* Exercise prompt *
Give back, word for word, the lines of the items below from the one containing "Where can you see the closed" through the one containing "column 248, row 310", both included, and nothing else.

Stored items
::::

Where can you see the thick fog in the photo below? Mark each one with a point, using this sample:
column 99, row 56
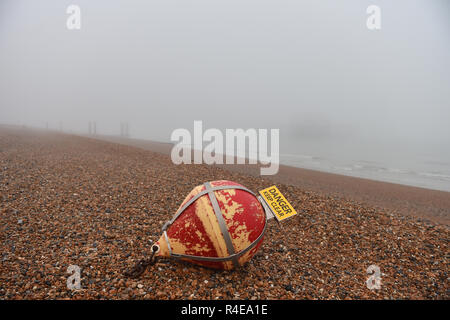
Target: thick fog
column 310, row 68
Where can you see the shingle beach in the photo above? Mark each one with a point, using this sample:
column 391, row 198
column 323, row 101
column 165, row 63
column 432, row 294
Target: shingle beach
column 71, row 200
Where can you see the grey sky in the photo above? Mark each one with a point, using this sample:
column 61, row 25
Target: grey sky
column 310, row 68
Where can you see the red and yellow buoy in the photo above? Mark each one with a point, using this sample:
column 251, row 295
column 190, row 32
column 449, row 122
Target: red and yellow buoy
column 220, row 225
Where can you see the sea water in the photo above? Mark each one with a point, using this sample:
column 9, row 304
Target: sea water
column 414, row 164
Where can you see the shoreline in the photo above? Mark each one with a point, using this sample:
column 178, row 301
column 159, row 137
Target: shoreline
column 72, row 200
column 428, row 204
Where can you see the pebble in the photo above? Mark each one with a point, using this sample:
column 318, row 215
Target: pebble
column 322, row 253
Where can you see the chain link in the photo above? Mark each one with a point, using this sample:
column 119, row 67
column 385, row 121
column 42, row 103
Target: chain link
column 141, row 266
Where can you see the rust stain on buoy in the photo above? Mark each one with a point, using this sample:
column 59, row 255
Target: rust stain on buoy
column 222, row 227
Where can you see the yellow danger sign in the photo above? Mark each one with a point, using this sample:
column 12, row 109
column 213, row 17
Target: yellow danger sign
column 277, row 203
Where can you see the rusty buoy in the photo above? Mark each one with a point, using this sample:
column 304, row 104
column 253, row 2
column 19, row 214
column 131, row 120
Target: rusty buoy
column 220, row 225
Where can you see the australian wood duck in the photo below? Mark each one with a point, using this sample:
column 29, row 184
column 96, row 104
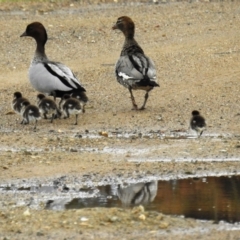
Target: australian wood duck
column 197, row 123
column 52, row 78
column 17, row 101
column 69, row 106
column 29, row 113
column 47, row 107
column 134, row 70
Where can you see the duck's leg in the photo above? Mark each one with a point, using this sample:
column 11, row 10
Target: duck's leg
column 145, row 100
column 76, row 119
column 135, row 107
column 35, row 126
column 53, row 116
column 53, row 93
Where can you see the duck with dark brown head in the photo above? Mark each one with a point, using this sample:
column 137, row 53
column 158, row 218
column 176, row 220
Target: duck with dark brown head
column 134, row 70
column 49, row 77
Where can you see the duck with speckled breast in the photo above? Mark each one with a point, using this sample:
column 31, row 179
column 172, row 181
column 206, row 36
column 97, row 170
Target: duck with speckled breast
column 134, row 70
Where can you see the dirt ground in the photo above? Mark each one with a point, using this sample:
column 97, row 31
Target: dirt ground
column 196, row 50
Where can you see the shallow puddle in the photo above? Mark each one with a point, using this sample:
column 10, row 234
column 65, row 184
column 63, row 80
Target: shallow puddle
column 207, row 198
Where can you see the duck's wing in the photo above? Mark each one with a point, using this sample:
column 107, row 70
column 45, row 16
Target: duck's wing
column 137, row 67
column 63, row 73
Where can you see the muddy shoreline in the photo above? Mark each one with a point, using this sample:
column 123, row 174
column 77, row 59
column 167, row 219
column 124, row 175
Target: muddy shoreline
column 195, row 47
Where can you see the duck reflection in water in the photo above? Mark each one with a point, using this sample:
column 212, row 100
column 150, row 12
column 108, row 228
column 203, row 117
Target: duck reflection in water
column 139, row 193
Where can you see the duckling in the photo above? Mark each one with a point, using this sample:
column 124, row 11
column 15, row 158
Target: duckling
column 134, row 70
column 47, row 76
column 70, row 105
column 197, row 123
column 17, row 101
column 30, row 113
column 82, row 97
column 47, row 106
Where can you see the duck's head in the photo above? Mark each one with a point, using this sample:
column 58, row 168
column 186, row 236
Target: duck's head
column 17, row 95
column 126, row 25
column 25, row 103
column 40, row 96
column 195, row 113
column 37, row 31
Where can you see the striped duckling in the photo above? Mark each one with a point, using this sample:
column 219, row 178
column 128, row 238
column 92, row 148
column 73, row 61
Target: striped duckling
column 70, row 106
column 134, row 70
column 197, row 123
column 82, row 97
column 17, row 101
column 47, row 107
column 30, row 113
column 52, row 78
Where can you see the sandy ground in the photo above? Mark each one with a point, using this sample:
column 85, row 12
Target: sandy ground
column 195, row 47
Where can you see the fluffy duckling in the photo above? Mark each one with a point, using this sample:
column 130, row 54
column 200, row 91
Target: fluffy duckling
column 69, row 106
column 47, row 106
column 134, row 70
column 30, row 113
column 197, row 123
column 82, row 97
column 17, row 101
column 52, row 78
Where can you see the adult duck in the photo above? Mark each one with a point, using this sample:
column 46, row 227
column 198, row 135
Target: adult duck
column 52, row 78
column 134, row 70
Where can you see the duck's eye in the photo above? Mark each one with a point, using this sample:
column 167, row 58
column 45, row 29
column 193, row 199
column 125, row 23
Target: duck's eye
column 119, row 21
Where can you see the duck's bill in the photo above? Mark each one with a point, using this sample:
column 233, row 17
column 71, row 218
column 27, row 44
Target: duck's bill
column 24, row 34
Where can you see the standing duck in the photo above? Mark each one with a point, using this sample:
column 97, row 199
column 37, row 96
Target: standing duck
column 134, row 70
column 29, row 113
column 47, row 106
column 52, row 78
column 197, row 123
column 17, row 101
column 70, row 106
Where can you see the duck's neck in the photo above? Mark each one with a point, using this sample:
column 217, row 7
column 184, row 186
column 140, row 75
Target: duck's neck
column 130, row 47
column 40, row 54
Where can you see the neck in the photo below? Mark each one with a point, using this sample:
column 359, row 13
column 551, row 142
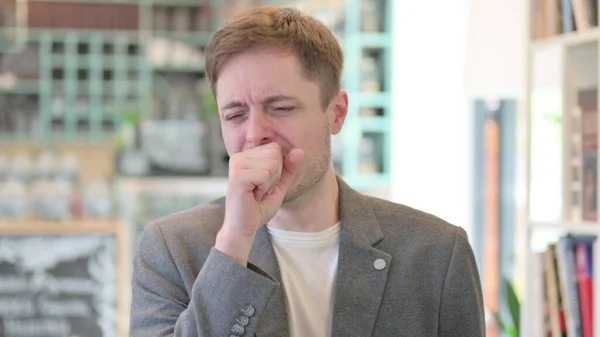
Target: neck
column 314, row 211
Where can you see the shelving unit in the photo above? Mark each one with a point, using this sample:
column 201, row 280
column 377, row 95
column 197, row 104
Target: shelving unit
column 560, row 70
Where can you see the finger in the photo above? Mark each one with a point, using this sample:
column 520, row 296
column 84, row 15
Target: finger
column 255, row 181
column 265, row 151
column 274, row 166
column 292, row 163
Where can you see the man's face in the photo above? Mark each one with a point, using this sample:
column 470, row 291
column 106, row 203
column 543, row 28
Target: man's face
column 263, row 97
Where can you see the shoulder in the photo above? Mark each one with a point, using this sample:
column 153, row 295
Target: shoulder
column 415, row 229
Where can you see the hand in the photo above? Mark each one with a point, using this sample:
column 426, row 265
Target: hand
column 258, row 181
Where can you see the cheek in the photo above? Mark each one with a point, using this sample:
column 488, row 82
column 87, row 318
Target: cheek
column 234, row 140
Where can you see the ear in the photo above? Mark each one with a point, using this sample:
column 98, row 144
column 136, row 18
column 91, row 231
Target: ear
column 339, row 113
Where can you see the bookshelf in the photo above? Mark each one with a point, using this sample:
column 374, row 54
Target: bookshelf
column 561, row 104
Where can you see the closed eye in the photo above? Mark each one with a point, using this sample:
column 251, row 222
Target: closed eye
column 232, row 117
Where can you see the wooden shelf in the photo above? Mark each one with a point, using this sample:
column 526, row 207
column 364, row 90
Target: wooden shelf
column 42, row 227
column 568, row 39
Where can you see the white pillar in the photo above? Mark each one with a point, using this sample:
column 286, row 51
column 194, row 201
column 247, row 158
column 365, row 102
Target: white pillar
column 432, row 119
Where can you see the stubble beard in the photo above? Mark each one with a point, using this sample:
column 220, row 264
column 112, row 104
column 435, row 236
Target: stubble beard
column 315, row 172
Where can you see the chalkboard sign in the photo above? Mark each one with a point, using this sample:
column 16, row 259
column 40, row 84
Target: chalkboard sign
column 59, row 285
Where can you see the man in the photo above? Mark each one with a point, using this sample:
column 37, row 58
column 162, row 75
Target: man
column 292, row 250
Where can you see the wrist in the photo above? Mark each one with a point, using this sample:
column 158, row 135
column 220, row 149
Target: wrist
column 234, row 245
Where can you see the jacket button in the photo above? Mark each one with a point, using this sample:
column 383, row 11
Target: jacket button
column 379, row 264
column 238, row 329
column 243, row 320
column 248, row 310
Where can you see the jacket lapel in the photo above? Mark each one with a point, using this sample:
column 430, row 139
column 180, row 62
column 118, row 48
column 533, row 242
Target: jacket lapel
column 274, row 320
column 360, row 285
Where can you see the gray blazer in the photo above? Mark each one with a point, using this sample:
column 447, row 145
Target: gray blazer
column 429, row 284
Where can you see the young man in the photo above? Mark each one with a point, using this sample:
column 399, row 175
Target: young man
column 292, row 250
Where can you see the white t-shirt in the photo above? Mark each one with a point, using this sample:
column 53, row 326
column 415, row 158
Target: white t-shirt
column 308, row 264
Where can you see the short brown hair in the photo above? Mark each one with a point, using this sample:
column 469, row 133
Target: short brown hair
column 316, row 47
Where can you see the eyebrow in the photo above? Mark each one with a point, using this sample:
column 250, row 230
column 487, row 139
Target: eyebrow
column 268, row 100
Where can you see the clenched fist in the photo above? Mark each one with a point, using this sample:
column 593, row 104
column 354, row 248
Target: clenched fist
column 258, row 181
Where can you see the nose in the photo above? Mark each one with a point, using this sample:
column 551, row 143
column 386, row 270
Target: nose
column 259, row 130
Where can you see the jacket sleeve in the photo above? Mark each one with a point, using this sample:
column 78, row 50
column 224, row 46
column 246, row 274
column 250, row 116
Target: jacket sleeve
column 462, row 311
column 226, row 298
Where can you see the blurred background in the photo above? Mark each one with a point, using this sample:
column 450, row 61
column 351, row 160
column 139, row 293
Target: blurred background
column 481, row 112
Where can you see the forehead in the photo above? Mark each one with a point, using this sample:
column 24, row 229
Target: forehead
column 259, row 72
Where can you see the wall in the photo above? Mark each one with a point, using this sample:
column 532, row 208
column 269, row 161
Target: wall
column 432, row 118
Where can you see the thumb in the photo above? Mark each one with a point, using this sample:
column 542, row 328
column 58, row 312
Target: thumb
column 291, row 165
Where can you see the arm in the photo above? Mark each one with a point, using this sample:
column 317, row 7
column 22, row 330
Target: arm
column 223, row 292
column 461, row 309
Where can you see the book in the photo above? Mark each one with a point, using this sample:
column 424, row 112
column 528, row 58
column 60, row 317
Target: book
column 585, row 286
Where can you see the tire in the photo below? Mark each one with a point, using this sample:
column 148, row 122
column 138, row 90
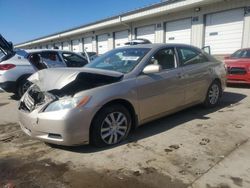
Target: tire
column 214, row 94
column 105, row 129
column 23, row 86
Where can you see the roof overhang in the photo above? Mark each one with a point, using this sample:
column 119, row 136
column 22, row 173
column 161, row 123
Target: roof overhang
column 151, row 11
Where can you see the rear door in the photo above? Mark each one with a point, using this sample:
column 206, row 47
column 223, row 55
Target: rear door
column 161, row 92
column 196, row 73
column 5, row 49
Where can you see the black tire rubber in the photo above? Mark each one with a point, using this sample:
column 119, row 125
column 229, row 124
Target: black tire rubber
column 207, row 102
column 95, row 132
column 20, row 90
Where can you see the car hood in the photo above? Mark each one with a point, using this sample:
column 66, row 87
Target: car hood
column 238, row 62
column 59, row 78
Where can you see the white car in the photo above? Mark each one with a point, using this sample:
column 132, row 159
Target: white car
column 16, row 66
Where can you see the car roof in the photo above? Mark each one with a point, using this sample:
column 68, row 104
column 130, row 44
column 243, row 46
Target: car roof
column 159, row 45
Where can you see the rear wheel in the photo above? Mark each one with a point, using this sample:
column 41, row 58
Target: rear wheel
column 110, row 126
column 213, row 95
column 23, row 86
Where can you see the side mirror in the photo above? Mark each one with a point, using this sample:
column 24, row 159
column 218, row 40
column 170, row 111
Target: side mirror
column 149, row 69
column 207, row 49
column 11, row 45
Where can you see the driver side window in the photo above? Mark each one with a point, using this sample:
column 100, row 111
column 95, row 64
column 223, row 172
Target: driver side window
column 165, row 58
column 73, row 60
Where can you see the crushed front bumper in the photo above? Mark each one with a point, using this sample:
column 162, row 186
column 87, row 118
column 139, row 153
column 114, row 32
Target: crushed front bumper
column 66, row 127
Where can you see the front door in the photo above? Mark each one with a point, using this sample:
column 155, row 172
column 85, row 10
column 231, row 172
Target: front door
column 196, row 73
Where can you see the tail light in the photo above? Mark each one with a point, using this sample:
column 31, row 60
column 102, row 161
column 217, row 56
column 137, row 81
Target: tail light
column 7, row 66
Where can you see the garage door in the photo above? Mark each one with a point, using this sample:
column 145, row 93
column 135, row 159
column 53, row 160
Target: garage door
column 59, row 45
column 76, row 45
column 87, row 44
column 179, row 31
column 121, row 38
column 65, row 45
column 147, row 32
column 102, row 43
column 224, row 31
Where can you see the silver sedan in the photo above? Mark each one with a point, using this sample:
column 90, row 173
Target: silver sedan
column 123, row 89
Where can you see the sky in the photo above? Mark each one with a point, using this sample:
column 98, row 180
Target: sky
column 23, row 20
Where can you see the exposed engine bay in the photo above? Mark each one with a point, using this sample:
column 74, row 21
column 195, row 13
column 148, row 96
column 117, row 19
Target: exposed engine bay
column 36, row 97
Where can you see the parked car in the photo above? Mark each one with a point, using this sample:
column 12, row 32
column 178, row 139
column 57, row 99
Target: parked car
column 137, row 41
column 16, row 66
column 122, row 89
column 238, row 67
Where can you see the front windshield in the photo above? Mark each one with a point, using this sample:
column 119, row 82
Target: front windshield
column 241, row 54
column 121, row 60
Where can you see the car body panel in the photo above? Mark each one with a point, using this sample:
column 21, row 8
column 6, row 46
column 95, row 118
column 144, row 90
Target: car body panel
column 9, row 78
column 150, row 95
column 238, row 70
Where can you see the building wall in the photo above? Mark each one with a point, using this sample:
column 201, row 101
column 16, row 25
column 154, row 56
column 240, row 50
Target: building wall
column 197, row 15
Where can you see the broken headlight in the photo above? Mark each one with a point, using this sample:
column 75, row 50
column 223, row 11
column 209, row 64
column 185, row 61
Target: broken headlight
column 67, row 103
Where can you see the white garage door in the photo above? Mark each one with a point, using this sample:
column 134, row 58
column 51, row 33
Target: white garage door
column 76, row 45
column 121, row 38
column 179, row 31
column 147, row 32
column 87, row 44
column 224, row 31
column 59, row 45
column 65, row 45
column 102, row 43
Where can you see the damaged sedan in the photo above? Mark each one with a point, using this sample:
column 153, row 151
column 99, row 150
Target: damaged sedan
column 126, row 87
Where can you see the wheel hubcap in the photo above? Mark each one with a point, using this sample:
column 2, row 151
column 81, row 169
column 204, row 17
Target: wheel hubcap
column 114, row 128
column 214, row 94
column 25, row 87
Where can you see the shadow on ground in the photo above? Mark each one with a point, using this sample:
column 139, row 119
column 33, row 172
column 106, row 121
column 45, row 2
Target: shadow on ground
column 166, row 123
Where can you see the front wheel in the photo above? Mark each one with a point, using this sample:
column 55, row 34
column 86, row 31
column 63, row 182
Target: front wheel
column 213, row 95
column 110, row 126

::::

* Expected output *
Where can you see the closed eye in the photo above? Mark each one with a point, using this sample:
column 251, row 222
Target: closed eye
column 232, row 117
Where can you see the wooden shelf in the photo above? Mark each one with a point, using this sample:
column 526, row 207
column 364, row 90
Target: wooden shelf
column 42, row 227
column 568, row 39
Where can you see the white pillar in the photo above? Mark each one with a point, using this sample:
column 286, row 51
column 194, row 201
column 247, row 158
column 365, row 102
Target: white pillar
column 432, row 119
Where can you see the stubble beard in the photo above? Mark each one with a point, using this sample:
column 220, row 264
column 112, row 104
column 435, row 236
Target: stubble beard
column 315, row 172
Where can you see the chalkboard sign in the photo above? Mark each one with a point, using this sample:
column 16, row 259
column 40, row 84
Target: chalkboard sign
column 59, row 285
Where can you see the man in the photo above? Mark each one with a point, using this sample:
column 37, row 58
column 162, row 75
Target: man
column 292, row 250
Where can you see the wrist in the photo above? Mark each one with a point, using this sample:
column 158, row 135
column 220, row 149
Target: wrist
column 234, row 245
Where can you see the jacket button in the photo above? Mark each one with a point, using this sample:
column 383, row 11
Target: jacket button
column 379, row 264
column 238, row 329
column 243, row 320
column 248, row 310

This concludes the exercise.